◆ DIRECTION ◆
Lay out the entire listing below as a JSON list of strings, one string per line, leaving out any blank lines.

◆ GIVEN DATA ◆

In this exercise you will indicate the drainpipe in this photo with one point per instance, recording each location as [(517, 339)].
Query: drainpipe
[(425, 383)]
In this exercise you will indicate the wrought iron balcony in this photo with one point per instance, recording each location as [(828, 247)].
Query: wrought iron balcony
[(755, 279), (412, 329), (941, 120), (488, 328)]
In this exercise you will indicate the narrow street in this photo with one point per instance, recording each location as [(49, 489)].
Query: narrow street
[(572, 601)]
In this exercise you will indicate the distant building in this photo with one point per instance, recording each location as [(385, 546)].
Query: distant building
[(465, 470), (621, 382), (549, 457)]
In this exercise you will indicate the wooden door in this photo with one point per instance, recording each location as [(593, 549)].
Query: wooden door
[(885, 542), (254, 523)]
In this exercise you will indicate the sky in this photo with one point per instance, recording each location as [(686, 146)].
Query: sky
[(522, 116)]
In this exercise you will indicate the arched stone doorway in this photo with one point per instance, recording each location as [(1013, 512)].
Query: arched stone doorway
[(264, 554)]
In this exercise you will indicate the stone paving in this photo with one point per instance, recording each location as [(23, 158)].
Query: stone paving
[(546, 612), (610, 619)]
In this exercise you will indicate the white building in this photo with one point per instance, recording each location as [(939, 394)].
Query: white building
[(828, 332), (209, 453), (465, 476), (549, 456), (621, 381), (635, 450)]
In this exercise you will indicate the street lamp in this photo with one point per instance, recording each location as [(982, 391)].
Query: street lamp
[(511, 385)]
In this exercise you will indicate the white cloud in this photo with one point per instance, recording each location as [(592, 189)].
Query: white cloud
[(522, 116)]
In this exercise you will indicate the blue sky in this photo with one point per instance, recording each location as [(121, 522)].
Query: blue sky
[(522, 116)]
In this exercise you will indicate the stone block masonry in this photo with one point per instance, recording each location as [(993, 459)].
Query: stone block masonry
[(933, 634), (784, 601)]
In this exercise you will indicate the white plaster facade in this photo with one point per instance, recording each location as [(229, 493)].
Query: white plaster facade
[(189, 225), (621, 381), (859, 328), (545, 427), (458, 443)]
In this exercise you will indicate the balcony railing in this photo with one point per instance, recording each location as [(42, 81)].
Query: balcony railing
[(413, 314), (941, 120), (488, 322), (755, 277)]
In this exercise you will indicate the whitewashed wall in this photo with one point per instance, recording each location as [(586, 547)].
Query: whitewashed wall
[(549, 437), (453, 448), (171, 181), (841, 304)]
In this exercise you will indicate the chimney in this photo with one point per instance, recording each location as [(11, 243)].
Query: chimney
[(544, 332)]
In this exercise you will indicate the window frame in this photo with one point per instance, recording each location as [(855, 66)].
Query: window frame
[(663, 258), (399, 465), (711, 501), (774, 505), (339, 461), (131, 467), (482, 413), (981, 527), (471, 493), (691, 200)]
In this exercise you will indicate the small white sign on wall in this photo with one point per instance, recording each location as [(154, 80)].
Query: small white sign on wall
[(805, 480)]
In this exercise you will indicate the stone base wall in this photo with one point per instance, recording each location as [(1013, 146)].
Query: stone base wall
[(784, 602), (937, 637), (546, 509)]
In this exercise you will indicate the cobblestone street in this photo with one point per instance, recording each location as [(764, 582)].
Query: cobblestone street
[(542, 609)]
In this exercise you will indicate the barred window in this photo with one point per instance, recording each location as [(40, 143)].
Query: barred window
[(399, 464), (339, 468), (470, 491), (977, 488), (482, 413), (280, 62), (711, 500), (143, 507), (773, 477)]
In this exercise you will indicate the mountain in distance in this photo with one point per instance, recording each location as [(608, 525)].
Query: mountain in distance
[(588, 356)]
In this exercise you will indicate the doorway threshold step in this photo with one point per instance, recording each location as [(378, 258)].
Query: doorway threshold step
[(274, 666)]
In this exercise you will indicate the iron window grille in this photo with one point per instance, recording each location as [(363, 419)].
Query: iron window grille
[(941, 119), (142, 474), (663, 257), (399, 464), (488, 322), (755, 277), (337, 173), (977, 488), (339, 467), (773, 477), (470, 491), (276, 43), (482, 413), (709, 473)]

◆ TASK RESULT ◆
[
  "In this exercise you will indicate the drainpipe in this photo with one point per instance, recording each location as [(517, 339)].",
  "Query: drainpipe",
  "[(425, 383)]",
  "In this exercise you will indicate the wrought iron balcony in this photo with one point per instance, recording each location as [(828, 247)].",
  "Query: wrought iron balcony",
  "[(755, 279), (412, 329), (941, 120), (488, 328)]",
  "In this exercise you will indicate the narrow street in this photo with one point per instance, recording each location as [(49, 489)].",
  "Query: narrow street",
  "[(572, 601)]",
  "In this exercise you will indicate the distant building in this photo with one point per instance, recording each location as [(385, 546)].",
  "Query: distant building",
  "[(465, 470), (621, 382), (549, 457)]",
  "In this exercise you will indicate the wooden door in this photo with one point per instance, recording each location as [(593, 549)].",
  "Query: wooden door",
  "[(885, 542), (254, 523)]",
  "In this exercise you will indicate the sky in this photo with one point per instance, recording each location as [(686, 146)].",
  "Query: sky",
  "[(522, 116)]",
  "In this exercise you will indicate the arched stone doorway in this photo with one point per instance, recording each location as [(1013, 512)].",
  "Query: arched stone doorway",
  "[(264, 554)]",
  "In this exercise you will indicate the stone paving in this photo with one point per instance, recording each location as [(23, 158)].",
  "Query: stone paving",
  "[(546, 612), (610, 619)]",
  "In this exercise you will indicate the white building in this photo with one point per instance, recording each location as [(939, 394)].",
  "Query: white building",
  "[(828, 332), (209, 453), (465, 476), (549, 456), (621, 381), (635, 450)]",
  "In this exercise you will indicate the street lamp in this photo with one point per instance, recording each location as [(982, 391)].",
  "Query: street lamp",
  "[(511, 385)]",
  "In this exercise you will indicate the white cloud in this photo with one point per instance, recording each location as [(592, 189)].",
  "Query: white cloud",
  "[(522, 116)]",
  "In this exercise you will indicate the blue sky in this photo with one point per instance, recording each location as [(121, 522)].",
  "Query: blue sky",
  "[(522, 116)]",
  "In this exercise you will indicate the stone block masonry in this photo with one point per instance, recording each location as [(993, 459)].",
  "Query: stone block masonry",
  "[(933, 634), (784, 601)]",
  "In this exercise you will indicate the white plaster facade in this photo with one point per instance, recording each location as [(229, 493)].",
  "Query: white plaster facade",
  "[(189, 225), (621, 381), (859, 328), (545, 427), (458, 443)]",
  "In this exercise you will indicate the balcony railing in this photo with one point per instance, recording each location as [(42, 81)].",
  "Query: balcony railing",
  "[(413, 314), (941, 120), (488, 322), (755, 277)]",
  "In this exercise you will indicate the whitewashed wall in this photo with one point per instance, recording each location as [(586, 547)].",
  "Query: whitewashed wall",
  "[(549, 437), (453, 448), (171, 181), (841, 304)]",
  "In this exercise you will indicate the chimney in this photo with one point per instance, recording each location as [(11, 243)].",
  "Query: chimney",
  "[(544, 332)]",
  "In this exercise you will indicate the window frame in this photo with one point per instance, recording each location as [(855, 66)].",
  "Query: window frame",
  "[(663, 258), (399, 465), (711, 501), (774, 505), (339, 461), (131, 467), (482, 413), (981, 527), (471, 493), (691, 200)]",
  "In this exercise you will indicate the small white sign on wall in this photo with one point per instance, recording each location as [(154, 80)].",
  "Query: small white sign on wall",
  "[(805, 480)]",
  "In this exercise you will indicate the stone base wall in this photo with one point per instance, recording each location as [(1013, 146)].",
  "Query: stone base wall",
  "[(784, 602), (937, 637), (546, 509)]",
  "In this exercise you will indicate the cobblestone street in this photo with one point per instance, recording each location as [(764, 582)].",
  "Query: cobblestone street",
  "[(542, 609)]",
  "In this exercise you will indicate the barred window in this photo with one point per instance, recording each location as [(40, 143)].",
  "Query: barred window",
  "[(399, 464), (339, 468), (470, 491), (977, 488), (482, 413), (280, 62), (711, 500), (143, 507), (773, 477)]",
  "In this exercise you will indicate the mountain in distance in this photo with one point per instance, recording each location as [(608, 525)].",
  "Query: mountain in distance",
  "[(588, 356)]",
  "In this exercise you will indicate the doorway threshold step in this photo with one point per instance, recording each location as [(378, 258)].",
  "Query: doorway threshold step",
  "[(274, 666)]",
  "In this exercise you will indicate the iron window grille in this photo with one point per instance, recording each location as [(363, 419)].",
  "Query: iron window grille",
  "[(941, 119), (142, 474), (663, 257), (399, 464), (488, 322), (755, 277), (337, 173), (977, 488), (339, 467), (773, 477), (470, 491), (276, 43), (482, 413), (709, 473)]"
]